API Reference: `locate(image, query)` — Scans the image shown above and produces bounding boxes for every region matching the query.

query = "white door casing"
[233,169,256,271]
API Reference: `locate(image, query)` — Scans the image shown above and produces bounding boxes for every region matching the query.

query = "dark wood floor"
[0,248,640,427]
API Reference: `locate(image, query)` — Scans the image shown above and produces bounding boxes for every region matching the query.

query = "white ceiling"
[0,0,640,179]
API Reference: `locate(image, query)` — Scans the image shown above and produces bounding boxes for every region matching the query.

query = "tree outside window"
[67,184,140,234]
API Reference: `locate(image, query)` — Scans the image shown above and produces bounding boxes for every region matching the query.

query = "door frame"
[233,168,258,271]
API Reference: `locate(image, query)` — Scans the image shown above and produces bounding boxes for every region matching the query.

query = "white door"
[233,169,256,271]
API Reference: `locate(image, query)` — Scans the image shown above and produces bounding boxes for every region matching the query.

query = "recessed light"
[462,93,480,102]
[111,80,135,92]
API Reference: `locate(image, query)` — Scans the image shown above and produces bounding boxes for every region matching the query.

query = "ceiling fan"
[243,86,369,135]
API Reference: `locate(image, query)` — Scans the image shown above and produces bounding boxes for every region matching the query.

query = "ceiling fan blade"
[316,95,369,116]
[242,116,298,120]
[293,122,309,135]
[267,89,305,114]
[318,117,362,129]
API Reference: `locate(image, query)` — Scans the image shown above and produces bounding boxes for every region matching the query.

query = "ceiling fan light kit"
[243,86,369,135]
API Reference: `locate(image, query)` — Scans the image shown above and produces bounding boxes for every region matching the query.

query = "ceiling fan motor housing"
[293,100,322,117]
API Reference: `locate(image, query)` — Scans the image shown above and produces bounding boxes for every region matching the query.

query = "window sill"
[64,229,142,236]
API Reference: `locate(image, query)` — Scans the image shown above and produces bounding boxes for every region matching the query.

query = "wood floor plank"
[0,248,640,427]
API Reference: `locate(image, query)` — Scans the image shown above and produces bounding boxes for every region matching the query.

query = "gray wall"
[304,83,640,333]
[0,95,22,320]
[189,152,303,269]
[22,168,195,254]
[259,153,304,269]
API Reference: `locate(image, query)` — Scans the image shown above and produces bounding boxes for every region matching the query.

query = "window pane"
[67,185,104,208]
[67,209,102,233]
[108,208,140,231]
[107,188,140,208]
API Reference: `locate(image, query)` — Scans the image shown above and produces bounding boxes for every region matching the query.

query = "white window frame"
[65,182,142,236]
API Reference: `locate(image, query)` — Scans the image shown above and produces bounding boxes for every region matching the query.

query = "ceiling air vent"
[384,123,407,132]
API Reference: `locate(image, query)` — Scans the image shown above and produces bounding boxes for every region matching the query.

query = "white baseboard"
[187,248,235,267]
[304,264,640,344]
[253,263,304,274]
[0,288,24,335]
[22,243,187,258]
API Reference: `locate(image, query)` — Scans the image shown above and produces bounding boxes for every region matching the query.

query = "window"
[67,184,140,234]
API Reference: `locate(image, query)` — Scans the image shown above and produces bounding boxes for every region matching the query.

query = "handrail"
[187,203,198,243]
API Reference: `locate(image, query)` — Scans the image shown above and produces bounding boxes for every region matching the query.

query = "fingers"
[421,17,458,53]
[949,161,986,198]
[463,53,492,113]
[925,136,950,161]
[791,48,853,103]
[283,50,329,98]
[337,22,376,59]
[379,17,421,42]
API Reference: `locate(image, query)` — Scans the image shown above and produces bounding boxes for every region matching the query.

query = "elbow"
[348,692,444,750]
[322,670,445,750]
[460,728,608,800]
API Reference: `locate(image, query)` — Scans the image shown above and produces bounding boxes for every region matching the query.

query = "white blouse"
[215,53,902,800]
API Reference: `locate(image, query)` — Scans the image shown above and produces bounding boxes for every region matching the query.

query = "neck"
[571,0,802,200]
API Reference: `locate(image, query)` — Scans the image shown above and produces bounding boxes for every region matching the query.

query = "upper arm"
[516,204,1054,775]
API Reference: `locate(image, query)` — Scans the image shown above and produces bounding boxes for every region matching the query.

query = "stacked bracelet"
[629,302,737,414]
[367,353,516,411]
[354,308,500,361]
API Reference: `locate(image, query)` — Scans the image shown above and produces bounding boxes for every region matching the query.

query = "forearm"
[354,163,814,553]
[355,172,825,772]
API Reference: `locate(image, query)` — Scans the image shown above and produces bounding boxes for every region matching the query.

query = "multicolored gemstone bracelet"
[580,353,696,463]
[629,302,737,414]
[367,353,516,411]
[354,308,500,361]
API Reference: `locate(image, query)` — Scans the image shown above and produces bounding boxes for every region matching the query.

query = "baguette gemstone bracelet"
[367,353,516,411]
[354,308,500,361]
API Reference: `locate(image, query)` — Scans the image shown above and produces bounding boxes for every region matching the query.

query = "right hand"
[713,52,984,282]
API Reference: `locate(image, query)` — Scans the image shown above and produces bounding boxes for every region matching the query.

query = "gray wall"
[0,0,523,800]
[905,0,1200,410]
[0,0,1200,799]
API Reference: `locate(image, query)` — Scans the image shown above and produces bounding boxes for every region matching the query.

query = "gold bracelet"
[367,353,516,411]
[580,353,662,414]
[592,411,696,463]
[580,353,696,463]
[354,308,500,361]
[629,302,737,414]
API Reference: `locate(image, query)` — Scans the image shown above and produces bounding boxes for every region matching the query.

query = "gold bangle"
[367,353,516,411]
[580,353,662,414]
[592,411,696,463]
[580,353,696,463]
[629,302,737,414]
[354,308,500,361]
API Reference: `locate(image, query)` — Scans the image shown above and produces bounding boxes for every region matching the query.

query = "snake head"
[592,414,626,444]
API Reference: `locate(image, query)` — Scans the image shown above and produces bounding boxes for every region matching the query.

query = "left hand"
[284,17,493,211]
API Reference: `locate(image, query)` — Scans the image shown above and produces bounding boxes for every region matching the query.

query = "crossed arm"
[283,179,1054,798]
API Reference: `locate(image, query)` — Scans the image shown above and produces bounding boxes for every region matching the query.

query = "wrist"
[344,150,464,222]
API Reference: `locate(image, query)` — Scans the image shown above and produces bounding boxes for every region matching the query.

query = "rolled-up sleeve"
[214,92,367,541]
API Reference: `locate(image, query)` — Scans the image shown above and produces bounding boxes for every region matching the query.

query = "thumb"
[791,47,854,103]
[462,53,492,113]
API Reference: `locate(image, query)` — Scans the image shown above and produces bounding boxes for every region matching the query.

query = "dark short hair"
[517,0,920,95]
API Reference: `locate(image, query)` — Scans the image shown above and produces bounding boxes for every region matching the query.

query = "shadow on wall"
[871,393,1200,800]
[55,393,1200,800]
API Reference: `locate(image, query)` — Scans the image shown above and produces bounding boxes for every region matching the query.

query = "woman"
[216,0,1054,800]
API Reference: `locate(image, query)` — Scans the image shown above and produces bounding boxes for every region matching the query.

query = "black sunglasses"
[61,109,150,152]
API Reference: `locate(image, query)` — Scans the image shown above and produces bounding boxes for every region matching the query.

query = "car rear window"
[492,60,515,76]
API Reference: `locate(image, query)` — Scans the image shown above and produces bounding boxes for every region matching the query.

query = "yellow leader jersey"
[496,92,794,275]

What is asked
Reproduce the stretch from the start of the data through the line containing "[111,80,135,92]", requests included, and offset every bounding-box coordinate in the answers by adding 121.

Written answer
API Reference: `locate(image, query)` — Scans the image shown above and produces bounding boxes for every region matching the query.

query = "white door casing"
[354,290,377,392]
API Reference: `locate(image, query)` — Scans the image shown above and produces bounding boxes for every region matching the query.

query = "dark wood floor"
[121,369,761,548]
API Reference: `locate(image, query)` — Scans the image shown above and produces bounding boxes for every region matching the query.

query = "white ceiling"
[121,121,761,300]
API Reference: `locate(image, query)` — Scans the image shown above and produces bounding boxes for every region matching the query.

query = "tree outside window"
[188,305,261,355]
API Reference: `locate(image, query)` — Scans the image shown above and produces bounding boxes for every region matching the query.

query = "door frame"
[354,289,379,392]
API Reference: `locate(image, query)` — Scans the image shown above and produces bounding boxes for every region matching the query.

query = "white door"
[354,290,377,392]
API Reference: `locate(image, query)` — Scans the image shown above and produces bounding boxes for every region matching the query.

query = "recessed light"
[583,214,601,223]
[232,201,256,213]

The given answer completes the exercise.